_PROBLEM STATEMENT_: Using the records below, locate all lines containing "jacket" and return them.

++++ INFORMATION SHOWN ++++

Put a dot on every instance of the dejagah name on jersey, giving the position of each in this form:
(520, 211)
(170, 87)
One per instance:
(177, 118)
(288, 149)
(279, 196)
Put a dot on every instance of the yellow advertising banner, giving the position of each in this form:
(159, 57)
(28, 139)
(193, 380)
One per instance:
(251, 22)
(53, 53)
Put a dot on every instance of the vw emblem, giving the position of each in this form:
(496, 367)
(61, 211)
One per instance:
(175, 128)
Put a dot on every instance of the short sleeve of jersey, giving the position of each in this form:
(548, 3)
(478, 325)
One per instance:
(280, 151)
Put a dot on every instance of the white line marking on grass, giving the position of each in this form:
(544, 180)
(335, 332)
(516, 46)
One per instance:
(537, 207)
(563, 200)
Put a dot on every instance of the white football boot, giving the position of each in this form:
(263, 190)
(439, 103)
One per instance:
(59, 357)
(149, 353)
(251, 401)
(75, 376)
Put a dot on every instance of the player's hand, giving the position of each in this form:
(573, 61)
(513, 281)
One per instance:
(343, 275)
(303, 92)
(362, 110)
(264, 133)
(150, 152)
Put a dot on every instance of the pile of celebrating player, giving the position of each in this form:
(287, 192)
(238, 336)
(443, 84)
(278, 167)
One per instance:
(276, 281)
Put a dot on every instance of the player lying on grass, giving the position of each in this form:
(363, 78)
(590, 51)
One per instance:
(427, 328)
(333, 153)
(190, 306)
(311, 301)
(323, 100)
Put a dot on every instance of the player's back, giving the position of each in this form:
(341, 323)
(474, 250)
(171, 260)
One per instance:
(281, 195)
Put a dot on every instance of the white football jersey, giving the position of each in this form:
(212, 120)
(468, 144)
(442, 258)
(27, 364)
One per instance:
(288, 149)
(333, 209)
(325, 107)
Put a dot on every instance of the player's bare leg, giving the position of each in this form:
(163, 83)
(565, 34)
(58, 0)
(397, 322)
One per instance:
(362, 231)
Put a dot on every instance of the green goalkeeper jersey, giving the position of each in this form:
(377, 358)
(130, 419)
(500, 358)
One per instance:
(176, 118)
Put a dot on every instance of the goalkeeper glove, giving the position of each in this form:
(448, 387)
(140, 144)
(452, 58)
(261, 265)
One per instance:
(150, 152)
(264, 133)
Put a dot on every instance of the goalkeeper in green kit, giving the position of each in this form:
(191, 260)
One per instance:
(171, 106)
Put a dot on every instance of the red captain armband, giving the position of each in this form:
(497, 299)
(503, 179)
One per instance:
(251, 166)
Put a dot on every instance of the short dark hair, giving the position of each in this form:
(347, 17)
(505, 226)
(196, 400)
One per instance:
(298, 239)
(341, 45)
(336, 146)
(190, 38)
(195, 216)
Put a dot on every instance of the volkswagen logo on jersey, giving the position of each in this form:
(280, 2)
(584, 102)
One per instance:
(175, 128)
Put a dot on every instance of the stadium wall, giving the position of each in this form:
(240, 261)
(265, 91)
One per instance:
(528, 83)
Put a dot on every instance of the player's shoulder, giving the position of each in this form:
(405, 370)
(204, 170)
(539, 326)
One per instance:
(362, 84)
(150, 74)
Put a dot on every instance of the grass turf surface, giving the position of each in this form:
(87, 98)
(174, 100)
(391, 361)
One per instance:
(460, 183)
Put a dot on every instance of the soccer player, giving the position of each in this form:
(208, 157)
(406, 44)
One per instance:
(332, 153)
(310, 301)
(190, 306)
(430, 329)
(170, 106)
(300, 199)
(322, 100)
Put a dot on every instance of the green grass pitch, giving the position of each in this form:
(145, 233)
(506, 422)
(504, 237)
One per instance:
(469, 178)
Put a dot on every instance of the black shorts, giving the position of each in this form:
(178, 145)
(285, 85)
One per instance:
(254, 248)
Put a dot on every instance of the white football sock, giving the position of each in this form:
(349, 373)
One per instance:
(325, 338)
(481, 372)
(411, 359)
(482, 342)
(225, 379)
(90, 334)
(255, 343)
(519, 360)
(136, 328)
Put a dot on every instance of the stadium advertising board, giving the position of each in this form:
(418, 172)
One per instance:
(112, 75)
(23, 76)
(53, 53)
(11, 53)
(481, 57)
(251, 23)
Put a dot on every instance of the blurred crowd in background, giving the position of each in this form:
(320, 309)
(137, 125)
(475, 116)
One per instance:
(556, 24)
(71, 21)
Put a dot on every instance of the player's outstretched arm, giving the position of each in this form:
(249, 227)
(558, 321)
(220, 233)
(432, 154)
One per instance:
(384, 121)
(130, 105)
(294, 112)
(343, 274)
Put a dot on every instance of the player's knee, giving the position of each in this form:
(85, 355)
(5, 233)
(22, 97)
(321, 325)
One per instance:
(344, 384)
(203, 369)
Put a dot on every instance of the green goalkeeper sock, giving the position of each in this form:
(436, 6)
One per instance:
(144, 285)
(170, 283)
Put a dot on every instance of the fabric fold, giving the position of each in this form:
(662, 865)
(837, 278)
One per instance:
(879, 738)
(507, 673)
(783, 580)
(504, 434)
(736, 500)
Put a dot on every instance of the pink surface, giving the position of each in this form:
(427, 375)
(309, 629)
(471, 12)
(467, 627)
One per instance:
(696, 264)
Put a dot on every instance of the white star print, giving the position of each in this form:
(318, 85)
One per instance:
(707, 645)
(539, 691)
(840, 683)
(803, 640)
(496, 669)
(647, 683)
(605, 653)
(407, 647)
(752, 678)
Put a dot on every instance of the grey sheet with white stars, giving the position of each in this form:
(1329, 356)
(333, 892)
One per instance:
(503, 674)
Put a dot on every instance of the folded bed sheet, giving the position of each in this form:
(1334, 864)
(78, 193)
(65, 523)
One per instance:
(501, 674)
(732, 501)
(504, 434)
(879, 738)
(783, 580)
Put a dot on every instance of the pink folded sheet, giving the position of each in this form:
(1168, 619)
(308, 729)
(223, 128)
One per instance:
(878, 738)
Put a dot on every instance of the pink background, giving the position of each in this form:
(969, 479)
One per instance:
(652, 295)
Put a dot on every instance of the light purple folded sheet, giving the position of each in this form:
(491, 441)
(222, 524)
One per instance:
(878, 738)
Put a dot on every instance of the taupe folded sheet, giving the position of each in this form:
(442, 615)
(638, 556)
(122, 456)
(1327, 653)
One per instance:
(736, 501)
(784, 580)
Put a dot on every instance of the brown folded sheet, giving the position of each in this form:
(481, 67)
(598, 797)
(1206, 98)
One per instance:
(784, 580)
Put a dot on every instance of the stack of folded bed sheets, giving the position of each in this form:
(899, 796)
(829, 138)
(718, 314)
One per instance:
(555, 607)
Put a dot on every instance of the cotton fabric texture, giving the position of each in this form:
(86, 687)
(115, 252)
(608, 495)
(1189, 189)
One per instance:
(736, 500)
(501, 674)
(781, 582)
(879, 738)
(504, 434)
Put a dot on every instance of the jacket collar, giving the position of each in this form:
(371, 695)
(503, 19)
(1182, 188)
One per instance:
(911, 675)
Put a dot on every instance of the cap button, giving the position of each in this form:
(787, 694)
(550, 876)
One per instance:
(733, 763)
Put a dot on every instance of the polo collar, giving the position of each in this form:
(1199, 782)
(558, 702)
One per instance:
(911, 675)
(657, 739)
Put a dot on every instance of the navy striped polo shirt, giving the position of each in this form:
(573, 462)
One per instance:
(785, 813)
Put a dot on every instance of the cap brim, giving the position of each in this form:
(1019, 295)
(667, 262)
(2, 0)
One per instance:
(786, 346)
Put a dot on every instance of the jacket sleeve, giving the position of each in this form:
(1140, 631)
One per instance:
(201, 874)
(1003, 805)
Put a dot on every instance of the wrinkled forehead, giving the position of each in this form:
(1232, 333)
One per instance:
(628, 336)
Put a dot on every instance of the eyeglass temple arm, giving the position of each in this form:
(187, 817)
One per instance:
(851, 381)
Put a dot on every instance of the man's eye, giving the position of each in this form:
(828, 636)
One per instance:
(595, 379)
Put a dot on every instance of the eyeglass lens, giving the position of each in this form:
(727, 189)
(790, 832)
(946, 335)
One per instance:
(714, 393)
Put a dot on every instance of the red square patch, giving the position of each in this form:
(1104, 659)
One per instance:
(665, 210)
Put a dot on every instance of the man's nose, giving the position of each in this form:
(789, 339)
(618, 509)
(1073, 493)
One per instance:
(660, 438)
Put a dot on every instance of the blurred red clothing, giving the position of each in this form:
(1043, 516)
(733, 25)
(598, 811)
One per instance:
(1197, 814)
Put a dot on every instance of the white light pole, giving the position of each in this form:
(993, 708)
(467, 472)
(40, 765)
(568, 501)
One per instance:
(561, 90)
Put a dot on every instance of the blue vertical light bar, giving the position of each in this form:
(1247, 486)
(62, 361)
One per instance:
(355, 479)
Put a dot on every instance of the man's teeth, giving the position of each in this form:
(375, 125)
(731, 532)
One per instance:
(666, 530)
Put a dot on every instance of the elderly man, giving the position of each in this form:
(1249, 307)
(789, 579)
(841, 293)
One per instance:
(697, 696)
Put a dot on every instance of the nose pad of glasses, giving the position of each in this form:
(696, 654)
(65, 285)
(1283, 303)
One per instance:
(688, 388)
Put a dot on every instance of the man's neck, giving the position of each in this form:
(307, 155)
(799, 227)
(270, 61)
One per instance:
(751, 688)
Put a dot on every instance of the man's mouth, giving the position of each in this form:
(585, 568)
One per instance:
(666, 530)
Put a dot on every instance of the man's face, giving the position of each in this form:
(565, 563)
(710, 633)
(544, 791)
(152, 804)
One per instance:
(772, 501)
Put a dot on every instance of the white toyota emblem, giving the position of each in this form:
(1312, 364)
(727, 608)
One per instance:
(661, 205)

++++

_SOLUTION TO THIS EXERCISE_:
Put a dot on every instance of the jacket collar, giving the position of each in this form:
Put a dot on every instance of the jacket sleeve, giving the position of each in this form:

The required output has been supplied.